◆ GIVEN INSTRUCTION A ◆
Which statistics does the passage on Allan Roth say Bill James invented? List every one.

#####

Baseball statistician Allan Roth
Baseball statistician Allan Roth, United States Library of Congress (US Public Domain)

Since publishing his Historical Baseball Abstract in 1985, Bill James has written two dozen other books that zero in on particular baseball stats that other writers previously never considered putting together on paper. Crowned the present-day guru of baseball stats, James’ numbers are legendary: Sabermetrics, we call them today. He’s invented Runs Created, the Power-Speed Number on the offensive side of things, and Range Factor for defensive skills, to name a few. For several years now, Oakland A’s GM Billy Bean has been integrating the James-style configurations into his own operation and it’s worked. We know it as Moneyball: a book and a movie.

But who was James influenced by? By his own admission: Allan Roth.  “He was the guy who began it all,” James said.

Born to a Jewish family in Montreal, Quebec in 1917, Abraham “Allan” Roth grew up a huge sports fan: hockey and baseball, especially baseball. As a teenager, he compiled his own stats in his spare time on his hometown Montreal Royals, the top minor league affiliate of the Brooklyn Dodgers. For a short time, he worked for the National Hockey League as the league’s official statistician, before being drafted during World War II into the Canadian Army in early 1942. Discharged in 1944, he wrote sports articles for the Montreal Standard and plugged away part-time compiling hockey stats for the Montreal Canadiens.

Dodger manager  Charlie Dressen
1952 Bowman card of Dodger manager Charlie Dressen, who didn't care for Roth's stats (US Public Domain)

During spring training that year in Bear Mountain, New York, Roth approached Brooklyn Dodgers GM Branch Rickey with important data he had compiled that the Dodgers front office could use to win games, such as how hitters faired against left-handed and right-handed pitchers, batting averages on different ball counts, batting averages with runners in scoring position, where batters base hits went (called “spray charts” today), how hitters faired in day and night games and on the road and at home, and that on-base percentage was ultimately more important than batting average. Impressed, Rickey hired Roth, but it took the Canadian stats man until early 1947 to obtain his visa to work in the United States. At a $5,000 yearly salary, Roth became the first full-time statistician hired by a major league baseball team. In an age before computers, he recorded everything by hand, using only a calculator.

#####

◆ GIVEN INSTRUCTION B ◆
Render the stretch of the records from their start through the line containing "84L215 82L212 83L212" as a Markdown table with columns Row and Line, leaving out blank lines.

#####

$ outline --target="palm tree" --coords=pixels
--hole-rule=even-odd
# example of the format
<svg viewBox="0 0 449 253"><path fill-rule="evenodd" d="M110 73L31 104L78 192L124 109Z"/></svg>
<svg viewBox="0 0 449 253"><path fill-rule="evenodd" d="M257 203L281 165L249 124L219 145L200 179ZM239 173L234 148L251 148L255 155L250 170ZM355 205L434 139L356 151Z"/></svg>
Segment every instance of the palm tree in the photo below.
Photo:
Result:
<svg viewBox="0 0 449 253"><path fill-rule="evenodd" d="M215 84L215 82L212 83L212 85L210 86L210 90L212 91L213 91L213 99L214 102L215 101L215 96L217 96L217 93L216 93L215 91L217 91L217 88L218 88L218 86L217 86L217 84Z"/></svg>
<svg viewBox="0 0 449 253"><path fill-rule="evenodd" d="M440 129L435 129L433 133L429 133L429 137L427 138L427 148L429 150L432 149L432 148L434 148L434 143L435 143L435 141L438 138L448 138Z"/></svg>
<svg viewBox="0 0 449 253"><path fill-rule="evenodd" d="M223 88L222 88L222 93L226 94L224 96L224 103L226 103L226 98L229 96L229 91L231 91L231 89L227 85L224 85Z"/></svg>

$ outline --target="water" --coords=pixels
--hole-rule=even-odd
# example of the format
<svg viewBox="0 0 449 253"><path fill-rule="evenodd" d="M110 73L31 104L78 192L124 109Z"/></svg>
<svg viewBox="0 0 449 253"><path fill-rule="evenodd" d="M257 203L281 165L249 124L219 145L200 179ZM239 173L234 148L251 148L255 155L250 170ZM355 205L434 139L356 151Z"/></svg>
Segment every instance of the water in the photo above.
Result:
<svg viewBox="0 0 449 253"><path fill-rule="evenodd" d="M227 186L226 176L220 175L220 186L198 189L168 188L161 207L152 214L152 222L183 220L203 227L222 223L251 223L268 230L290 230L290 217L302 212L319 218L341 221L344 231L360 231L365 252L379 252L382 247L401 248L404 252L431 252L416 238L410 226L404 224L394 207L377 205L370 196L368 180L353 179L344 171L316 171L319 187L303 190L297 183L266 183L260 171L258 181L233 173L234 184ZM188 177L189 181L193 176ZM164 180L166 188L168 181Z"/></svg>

#####

◆ EXERCISE RESPONSE A ◆
- Runs Created
- the Power-Speed Number
- Range Factor

◆ EXERCISE RESPONSE B ◆
| Row | Line |
|---|---|
| 1 | $ outline --target="palm tree" --coords=pixels |
| 2 | --hole-rule=even-odd |
| 3 | # example of the format |
| 4 | <svg viewBox="0 0 449 253"><path fill-rule="evenodd" d="M110 73L31 104L78 192L124 109Z"/></svg> |
| 5 | <svg viewBox="0 0 449 253"><path fill-rule="evenodd" d="M257 203L281 165L249 124L219 145L200 179ZM239 173L234 148L251 148L255 155L250 170ZM355 205L434 139L356 151Z"/></svg> |
| 6 | Segment every instance of the palm tree in the photo below. |
| 7 | Photo: |
| 8 | Result: |
| 9 | <svg viewBox="0 0 449 253"><path fill-rule="evenodd" d="M215 84L215 82L212 83L212 85L210 86L210 90L212 91L213 91L213 99L214 102L215 101L215 96L217 96L217 93L216 93L215 91L217 91L217 88L218 88L218 86L217 86L217 84Z"/></svg> |